## PROBLEM STATEMENT
Copy out each line below that contains the word "every", leaving out all the other lines.

## DATASET ENTRIES
......
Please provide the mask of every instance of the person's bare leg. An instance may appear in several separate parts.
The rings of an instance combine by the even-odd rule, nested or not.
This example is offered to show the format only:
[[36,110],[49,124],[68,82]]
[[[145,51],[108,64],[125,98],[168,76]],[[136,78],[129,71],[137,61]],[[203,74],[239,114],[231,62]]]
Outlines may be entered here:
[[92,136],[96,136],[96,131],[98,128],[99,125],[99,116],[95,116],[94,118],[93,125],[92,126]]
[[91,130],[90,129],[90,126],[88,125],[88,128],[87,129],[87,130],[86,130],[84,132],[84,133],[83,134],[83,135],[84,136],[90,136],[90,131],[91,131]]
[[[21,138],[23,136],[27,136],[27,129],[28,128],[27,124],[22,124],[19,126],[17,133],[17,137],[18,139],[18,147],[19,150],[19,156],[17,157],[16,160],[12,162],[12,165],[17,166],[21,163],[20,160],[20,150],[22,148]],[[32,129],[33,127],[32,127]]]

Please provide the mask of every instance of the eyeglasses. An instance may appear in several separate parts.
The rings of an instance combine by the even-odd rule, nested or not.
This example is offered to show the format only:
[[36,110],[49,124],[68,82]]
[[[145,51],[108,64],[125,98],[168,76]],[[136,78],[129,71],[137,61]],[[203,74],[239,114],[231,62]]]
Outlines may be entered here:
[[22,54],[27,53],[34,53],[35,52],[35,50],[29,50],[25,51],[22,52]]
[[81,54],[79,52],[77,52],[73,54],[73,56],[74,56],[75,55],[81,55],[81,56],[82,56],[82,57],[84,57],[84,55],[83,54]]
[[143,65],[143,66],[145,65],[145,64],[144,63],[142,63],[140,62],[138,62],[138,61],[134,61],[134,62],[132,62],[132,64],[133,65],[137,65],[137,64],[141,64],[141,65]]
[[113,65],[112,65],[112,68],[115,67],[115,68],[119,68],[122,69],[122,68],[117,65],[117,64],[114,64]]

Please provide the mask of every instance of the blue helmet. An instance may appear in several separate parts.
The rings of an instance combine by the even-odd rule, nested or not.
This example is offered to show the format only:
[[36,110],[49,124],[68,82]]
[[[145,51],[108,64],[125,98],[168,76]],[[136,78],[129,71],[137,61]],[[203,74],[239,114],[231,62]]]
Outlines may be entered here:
......
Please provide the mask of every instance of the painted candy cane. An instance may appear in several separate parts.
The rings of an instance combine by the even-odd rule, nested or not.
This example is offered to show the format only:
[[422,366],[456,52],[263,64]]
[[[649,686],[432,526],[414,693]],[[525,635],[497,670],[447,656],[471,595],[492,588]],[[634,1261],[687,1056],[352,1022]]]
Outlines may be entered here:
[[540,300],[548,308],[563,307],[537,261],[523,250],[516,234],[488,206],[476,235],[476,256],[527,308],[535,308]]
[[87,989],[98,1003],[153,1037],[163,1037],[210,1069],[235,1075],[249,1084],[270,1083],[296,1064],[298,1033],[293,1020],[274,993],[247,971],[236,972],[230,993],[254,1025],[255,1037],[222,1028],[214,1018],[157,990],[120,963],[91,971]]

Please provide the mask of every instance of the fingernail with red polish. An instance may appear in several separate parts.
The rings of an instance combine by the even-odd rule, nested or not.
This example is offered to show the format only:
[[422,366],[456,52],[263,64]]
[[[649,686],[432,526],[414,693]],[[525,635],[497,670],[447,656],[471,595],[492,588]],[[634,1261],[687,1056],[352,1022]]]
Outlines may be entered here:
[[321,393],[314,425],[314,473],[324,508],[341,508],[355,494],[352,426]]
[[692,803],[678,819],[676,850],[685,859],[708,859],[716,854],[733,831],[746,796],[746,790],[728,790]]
......
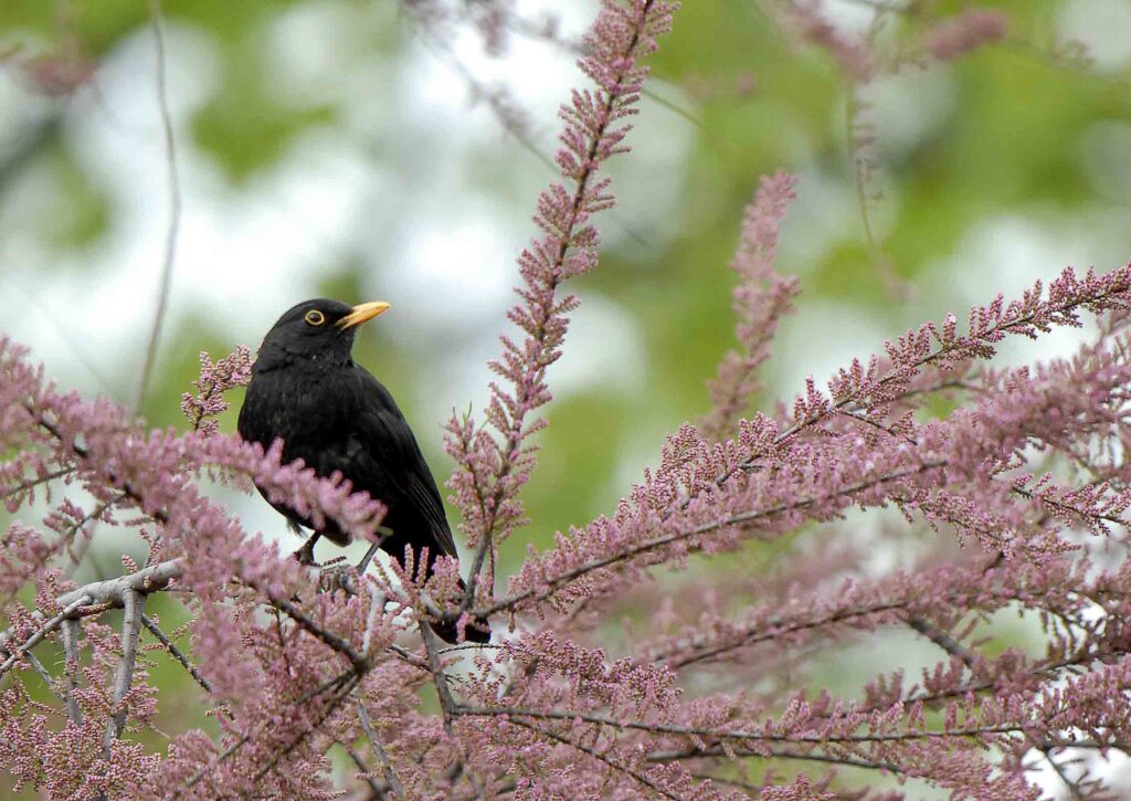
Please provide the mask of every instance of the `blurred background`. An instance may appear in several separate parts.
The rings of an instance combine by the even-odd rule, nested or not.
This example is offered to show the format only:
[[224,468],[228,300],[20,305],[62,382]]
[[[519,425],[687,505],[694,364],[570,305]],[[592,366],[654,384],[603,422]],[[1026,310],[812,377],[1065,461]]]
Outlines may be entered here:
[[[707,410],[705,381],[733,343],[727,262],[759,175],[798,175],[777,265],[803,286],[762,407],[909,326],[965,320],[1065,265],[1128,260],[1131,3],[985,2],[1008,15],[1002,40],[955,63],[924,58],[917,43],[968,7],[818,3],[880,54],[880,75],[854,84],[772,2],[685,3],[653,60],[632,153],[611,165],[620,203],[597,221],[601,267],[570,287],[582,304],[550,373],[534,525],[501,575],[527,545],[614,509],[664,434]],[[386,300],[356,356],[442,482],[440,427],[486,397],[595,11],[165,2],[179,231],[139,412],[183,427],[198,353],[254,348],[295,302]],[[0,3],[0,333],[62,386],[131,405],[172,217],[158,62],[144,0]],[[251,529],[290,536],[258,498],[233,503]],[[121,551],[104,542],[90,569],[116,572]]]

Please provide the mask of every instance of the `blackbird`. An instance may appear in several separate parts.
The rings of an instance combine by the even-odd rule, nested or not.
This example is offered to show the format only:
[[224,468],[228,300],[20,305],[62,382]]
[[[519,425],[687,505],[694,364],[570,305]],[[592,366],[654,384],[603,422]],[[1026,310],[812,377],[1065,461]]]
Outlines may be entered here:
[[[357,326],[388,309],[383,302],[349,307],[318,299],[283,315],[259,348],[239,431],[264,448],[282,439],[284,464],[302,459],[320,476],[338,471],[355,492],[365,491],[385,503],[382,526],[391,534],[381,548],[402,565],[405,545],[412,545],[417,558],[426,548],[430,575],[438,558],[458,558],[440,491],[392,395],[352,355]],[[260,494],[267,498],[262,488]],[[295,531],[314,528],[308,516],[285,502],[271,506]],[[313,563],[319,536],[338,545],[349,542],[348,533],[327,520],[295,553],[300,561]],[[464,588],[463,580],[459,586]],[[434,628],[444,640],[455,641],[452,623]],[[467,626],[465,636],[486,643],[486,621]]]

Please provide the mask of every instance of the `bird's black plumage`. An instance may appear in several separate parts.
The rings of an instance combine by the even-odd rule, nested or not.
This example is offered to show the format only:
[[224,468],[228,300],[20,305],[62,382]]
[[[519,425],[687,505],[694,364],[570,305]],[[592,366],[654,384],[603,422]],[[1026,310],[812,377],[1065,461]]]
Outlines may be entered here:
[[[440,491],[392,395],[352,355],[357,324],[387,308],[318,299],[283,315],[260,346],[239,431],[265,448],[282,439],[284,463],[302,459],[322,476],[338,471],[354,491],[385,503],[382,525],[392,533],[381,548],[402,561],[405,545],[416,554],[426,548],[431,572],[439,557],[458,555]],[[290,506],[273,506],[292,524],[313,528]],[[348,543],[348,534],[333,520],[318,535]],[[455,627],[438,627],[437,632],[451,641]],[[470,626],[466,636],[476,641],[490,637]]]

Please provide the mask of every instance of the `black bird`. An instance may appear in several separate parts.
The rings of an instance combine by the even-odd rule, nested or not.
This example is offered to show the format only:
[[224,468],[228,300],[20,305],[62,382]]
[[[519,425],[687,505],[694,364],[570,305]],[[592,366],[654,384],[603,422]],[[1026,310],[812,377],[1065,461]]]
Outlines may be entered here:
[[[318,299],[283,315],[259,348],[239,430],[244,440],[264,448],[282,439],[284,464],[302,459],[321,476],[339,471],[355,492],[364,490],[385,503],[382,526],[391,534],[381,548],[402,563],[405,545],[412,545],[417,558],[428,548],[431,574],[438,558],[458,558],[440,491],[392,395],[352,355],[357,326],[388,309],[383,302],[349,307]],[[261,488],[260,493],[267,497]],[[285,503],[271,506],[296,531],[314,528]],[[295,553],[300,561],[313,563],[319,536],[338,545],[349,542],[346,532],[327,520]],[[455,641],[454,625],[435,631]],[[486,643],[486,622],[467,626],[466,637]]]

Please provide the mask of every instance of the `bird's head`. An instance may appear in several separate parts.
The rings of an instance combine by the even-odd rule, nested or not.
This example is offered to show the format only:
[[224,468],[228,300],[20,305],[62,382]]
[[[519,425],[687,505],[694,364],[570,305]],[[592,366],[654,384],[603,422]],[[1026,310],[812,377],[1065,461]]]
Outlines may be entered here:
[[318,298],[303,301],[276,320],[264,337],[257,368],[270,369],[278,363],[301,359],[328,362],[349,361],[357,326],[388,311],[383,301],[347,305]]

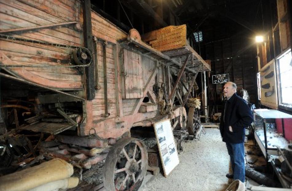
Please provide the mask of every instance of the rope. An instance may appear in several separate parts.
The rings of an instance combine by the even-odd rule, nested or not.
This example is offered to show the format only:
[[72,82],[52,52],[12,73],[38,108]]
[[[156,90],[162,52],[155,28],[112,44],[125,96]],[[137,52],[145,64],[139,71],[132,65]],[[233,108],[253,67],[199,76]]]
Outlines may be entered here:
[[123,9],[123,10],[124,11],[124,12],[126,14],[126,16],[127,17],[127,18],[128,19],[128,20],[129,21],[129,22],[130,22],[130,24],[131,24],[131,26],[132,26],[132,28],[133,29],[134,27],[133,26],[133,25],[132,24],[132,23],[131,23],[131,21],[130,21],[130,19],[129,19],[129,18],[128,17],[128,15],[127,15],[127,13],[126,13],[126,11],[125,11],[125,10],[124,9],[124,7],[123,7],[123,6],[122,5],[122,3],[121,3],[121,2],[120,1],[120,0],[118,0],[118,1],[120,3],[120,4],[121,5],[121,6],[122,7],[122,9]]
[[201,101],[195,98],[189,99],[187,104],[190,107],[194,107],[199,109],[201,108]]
......
## SOLUTION
Please provide the mask of every instance of the person's bare leg. An instance may appear in several separate parts.
Please provide the mask of every instance of the eyeglasses. An instance may appear in several separate parts.
Please provide the mask of every instance of the blue helmet. An instance may appear in several separate parts.
Please provide the mask of every instance of the painted candy cane. An instance may appear in several separate parts.
Please provide the mask of every instance of the fingernail with red polish. An instance may appear in several separate parts.
Please provide the mask of every instance of the `blurred background`. An instance may appear in several separate parts.
Please provide the mask of every instance of the `blackbird`. An instance may appear in several separate parts.
Please provide the mask of every instance of the `bird's black plumage`. An instance may appear in several separate parts.
Please provide the mask of every instance of the `black bird`. An instance may appear in several separate parts.
Please provide the mask of every instance of the `bird's head`. An instance may appear in several separate parts.
Please provide the mask of every instance of the rope. An instance may appear in several separate parts.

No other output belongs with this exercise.